TASK
Rewrite the lines below, replacing "silver suv" with "gray suv" wherever it occurs and keeping everything else the same.

▬▬▬

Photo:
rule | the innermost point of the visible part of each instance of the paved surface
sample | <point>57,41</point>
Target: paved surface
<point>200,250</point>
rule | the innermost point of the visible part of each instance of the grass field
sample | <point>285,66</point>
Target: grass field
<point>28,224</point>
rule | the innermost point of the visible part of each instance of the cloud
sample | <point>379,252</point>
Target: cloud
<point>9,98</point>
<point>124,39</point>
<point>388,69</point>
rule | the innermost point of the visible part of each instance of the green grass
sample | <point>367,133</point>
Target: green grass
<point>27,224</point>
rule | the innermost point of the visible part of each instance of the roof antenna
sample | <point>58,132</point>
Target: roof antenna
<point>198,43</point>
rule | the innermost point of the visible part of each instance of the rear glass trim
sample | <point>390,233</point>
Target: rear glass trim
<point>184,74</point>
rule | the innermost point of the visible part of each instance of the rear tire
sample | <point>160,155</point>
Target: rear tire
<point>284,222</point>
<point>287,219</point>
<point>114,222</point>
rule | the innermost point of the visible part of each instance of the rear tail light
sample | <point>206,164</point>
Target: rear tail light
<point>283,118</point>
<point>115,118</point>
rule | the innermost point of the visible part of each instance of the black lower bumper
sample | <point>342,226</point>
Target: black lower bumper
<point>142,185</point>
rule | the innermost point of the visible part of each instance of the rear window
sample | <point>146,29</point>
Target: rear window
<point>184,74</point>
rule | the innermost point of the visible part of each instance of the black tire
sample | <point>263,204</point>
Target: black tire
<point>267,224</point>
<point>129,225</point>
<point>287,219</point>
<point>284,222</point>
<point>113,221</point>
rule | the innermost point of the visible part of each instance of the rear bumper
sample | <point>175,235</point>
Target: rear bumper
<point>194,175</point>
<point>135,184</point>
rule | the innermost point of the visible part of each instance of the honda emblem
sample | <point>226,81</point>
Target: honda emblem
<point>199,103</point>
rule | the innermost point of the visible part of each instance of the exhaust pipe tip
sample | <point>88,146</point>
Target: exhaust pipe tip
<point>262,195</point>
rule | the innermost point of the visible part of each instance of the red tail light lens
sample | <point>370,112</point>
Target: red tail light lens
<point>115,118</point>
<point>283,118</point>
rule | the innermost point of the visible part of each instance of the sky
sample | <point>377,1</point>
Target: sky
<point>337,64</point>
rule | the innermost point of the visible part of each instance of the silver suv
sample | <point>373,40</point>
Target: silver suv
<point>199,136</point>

▬▬▬

RESULT OF THE EXERCISE
Photo:
rule | the innermost point of the visible part of each instance of the paved surface
sample | <point>57,41</point>
Target: paved surface
<point>200,250</point>
rule | the innermost point of the visible part of each instance of the grass field
sample | <point>285,66</point>
Target: grass field
<point>28,224</point>
rule | the innermost point of the visible part of each instance of the cloud
sample | <point>379,252</point>
Target: cloud
<point>9,98</point>
<point>124,39</point>
<point>388,69</point>
rule | the innermost point of the visible part of each instance of the green grass
sample | <point>367,133</point>
Target: green grass
<point>27,224</point>
rule | the innermost point of the visible part of each instance of the roof antenna
sample | <point>58,132</point>
Target: roof antenna
<point>198,43</point>
rule | the innermost point of the visible part of each instance of the rear glass trim
sample | <point>390,233</point>
Target: rear glass trim
<point>184,74</point>
rule | the innermost point of the visible part of each instance of the rear tire
sample | <point>160,155</point>
Target: rear tire
<point>284,222</point>
<point>287,219</point>
<point>114,222</point>
rule | the innermost point of the visible part of each instance of the rear tail light
sample | <point>206,164</point>
Target: rear tail light
<point>283,118</point>
<point>115,118</point>
rule | the innermost point of the visible part of each instance of the black lower bumper
sample | <point>342,226</point>
Target: black lower bumper
<point>142,185</point>
rule | the innermost point of the visible part of each instance of the rear window
sample | <point>146,29</point>
Target: rear window
<point>184,74</point>
rule | the innermost point of the visible part of each instance of the black tire
sample | <point>263,204</point>
Target: black tire
<point>267,224</point>
<point>129,225</point>
<point>287,219</point>
<point>284,222</point>
<point>113,221</point>
rule | the innermost point of the visible part of each instance of the rear bumper
sample | <point>175,235</point>
Target: rear bumper
<point>194,175</point>
<point>135,184</point>
rule | the innermost point of the visible part of each instance of the honda emblem
sample | <point>226,81</point>
Target: honda emblem
<point>199,103</point>
rule | the innermost point of the visible part of each instance of the exhaust pipe tip
sample | <point>88,146</point>
Target: exhaust pipe tip
<point>262,195</point>
rule | the innermost point of the visible part of each instance of the red tail light lens
sample | <point>370,112</point>
Target: red tail light lens
<point>115,118</point>
<point>283,118</point>
rule | the innermost point of the visible part of each instance of the sky
sample | <point>377,1</point>
Target: sky
<point>337,64</point>
rule | the innermost point of the visible part of each instance of the gray suv
sample | <point>373,40</point>
Target: gray suv
<point>199,136</point>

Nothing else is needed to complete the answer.